- **Passage provided**:
Referring to a report from the Media Office of the Palestinian Prisoners, MEMO related that around 222 Palestinian detainees are said to have died in Israeli prisons, while over 5,500 Palestinians are currently held in Israeli jails where they are now even more at risk from the Covid-19 virus.
Shortly after Floyd’s death, Mohammad al-Qadi, a Palestinian marathon runner from the Occupied West Bank tweeted several pictures showing Israeli police using the same chokehold on Palestinians that had been employed on Floyd. “Crazy how the same thing happens in Palestine but the world chooses to ignore it,” al-Qadi captioned, describing with some anger the world’s indifference to suffering in his country.
What does it take to ignite an uprising that draws awareness to injustice? In occupied Palestine, it was the burning alive of Mohammed Abu Khdeir, 16, by three young Israeli settlers that called attention to the 2014 war on Gaza. In America, the murder of George Floyd sparked protests that continue on today.
Both events were watersheds, a spark after decades of Occupation in Palestine and centuries of the same in the United States. Such tragedies need to be put into historical context. Without that kind of grounding, movements that are organized around one event, like for example the anti-war campaign during Vietnam, run the risk of losing momentum when the original galvanizing force is gone.

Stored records
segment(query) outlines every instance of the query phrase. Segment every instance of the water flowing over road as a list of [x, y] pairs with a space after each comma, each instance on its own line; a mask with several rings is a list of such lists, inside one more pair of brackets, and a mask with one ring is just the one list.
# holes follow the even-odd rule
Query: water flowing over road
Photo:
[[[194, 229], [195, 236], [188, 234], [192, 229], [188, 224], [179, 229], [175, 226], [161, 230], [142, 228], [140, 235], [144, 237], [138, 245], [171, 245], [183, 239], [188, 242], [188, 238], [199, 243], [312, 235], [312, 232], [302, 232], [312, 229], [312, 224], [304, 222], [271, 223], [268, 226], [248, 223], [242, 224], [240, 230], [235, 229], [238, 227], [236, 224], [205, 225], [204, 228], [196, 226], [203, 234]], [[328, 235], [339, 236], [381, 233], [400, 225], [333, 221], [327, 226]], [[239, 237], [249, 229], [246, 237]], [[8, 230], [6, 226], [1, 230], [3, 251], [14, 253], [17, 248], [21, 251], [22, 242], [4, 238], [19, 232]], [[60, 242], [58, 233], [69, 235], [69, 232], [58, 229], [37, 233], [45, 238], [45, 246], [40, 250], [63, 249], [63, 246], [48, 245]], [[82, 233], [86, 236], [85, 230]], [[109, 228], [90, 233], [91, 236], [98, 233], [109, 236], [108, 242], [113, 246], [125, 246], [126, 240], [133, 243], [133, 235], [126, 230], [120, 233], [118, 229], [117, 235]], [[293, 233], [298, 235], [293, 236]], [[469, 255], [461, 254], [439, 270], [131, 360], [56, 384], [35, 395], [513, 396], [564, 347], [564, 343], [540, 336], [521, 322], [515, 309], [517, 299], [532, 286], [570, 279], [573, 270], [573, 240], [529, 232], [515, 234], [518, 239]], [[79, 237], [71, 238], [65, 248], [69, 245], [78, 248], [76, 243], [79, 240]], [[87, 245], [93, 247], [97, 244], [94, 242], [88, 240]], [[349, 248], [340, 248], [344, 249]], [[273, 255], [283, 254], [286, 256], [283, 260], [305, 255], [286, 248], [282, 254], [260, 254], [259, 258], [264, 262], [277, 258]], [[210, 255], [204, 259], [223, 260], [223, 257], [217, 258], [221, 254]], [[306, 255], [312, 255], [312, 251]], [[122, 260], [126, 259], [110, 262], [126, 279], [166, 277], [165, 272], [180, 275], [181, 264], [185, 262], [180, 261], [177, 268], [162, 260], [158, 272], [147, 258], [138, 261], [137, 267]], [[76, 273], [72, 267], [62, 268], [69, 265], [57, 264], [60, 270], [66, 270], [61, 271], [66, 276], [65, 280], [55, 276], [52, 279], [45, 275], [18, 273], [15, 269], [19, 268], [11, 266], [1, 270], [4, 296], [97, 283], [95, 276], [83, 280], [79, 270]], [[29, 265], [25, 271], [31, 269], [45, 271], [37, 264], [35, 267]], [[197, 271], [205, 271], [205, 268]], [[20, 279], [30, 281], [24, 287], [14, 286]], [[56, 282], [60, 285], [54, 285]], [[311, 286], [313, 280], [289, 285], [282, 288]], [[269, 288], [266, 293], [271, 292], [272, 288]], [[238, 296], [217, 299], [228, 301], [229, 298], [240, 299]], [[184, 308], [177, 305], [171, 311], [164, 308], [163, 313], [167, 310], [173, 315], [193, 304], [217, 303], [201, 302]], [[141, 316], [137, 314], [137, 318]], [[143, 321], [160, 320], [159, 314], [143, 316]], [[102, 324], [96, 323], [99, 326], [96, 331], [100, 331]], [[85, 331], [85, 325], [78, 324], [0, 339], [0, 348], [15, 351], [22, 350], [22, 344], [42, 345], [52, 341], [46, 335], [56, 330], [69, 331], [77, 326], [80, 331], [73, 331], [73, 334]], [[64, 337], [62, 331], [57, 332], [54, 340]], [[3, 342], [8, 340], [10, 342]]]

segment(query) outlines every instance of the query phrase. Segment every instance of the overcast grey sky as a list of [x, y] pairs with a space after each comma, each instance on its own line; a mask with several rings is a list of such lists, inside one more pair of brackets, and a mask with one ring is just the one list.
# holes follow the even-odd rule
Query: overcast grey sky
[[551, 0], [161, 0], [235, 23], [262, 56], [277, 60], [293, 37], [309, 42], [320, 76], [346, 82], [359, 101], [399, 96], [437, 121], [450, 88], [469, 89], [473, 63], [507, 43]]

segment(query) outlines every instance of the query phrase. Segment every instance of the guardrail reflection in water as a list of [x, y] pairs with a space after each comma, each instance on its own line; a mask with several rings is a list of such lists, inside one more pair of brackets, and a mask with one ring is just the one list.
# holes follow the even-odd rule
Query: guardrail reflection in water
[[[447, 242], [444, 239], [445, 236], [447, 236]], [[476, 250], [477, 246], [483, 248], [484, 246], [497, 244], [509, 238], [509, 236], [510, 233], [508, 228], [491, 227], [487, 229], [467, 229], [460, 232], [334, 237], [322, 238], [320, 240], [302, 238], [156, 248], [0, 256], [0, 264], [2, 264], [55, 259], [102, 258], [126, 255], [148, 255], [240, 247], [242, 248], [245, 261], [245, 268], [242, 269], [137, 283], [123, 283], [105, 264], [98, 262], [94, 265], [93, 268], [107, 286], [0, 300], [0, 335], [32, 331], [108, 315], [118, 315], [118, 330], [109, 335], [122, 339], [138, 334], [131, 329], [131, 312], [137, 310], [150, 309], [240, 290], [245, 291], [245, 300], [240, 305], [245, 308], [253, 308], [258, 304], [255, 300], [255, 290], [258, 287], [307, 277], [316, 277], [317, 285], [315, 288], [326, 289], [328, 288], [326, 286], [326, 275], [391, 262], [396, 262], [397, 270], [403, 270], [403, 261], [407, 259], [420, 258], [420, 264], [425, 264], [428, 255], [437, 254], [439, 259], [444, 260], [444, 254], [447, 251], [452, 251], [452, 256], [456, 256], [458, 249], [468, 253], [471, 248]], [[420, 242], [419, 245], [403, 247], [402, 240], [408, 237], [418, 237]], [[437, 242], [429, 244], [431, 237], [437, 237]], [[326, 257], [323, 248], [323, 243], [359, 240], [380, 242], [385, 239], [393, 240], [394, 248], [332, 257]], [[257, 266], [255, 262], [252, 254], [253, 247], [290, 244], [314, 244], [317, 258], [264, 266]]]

- **Work instruction A**:
Answer these questions from the passage on Palestine and George Floyd:
(i) How many Palestinians are currently held in Israeli jails?
(ii) What is Mohammad al-Qadi's occupation?
(iii) How old was Mohammed Abu Khdeir?
- **Work instruction B**: From the passage on Palestine and George Floyd, extract everything from "Shortly after Floyd’s" down to "continue on today.".
- **Work instruction C**: Recast the paragraph of the passage on Palestine and George Floyd that begins "Both events were watersheds" as a short bulleted list that keeps its main facts.
The stored items are separate material, unrelated to the passage on Palestine and George Floyd.

- **Exercise solution A**:
(i) Over 5,500.
(ii) He is a Palestinian marathon runner.
(iii) He was 16.

- **Exercise solution B**:
Shortly after Floyd’s death, Mohammad al-Qadi, a Palestinian marathon runner from the Occupied West Bank tweeted several pictures showing Israeli police using the same chokehold on Palestinians that had been employed on Floyd. “Crazy how the same thing happens in Palestine but the world chooses to ignore it,” al-Qadi captioned, describing with some anger the world’s indifference to suffering in his country.
What does it take to ignite an uprising that draws awareness to injustice? In occupied Palestine, it was the burning alive of Mohammed Abu Khdeir, 16, by three young Israeli settlers that called attention to the 2014 war on Gaza. In America, the murder of George Floyd sparked protests that continue on today.

- **Exercise solution C**:
- Both events were watersheds: sparks after decades of Occupation in Palestine and centuries of the same in the United States.
- Such tragedies need to be put into historical context.
- Without that grounding, movements organized around one event, such as the anti-war campaign during Vietnam, risk losing momentum once the original galvanizing force is gone.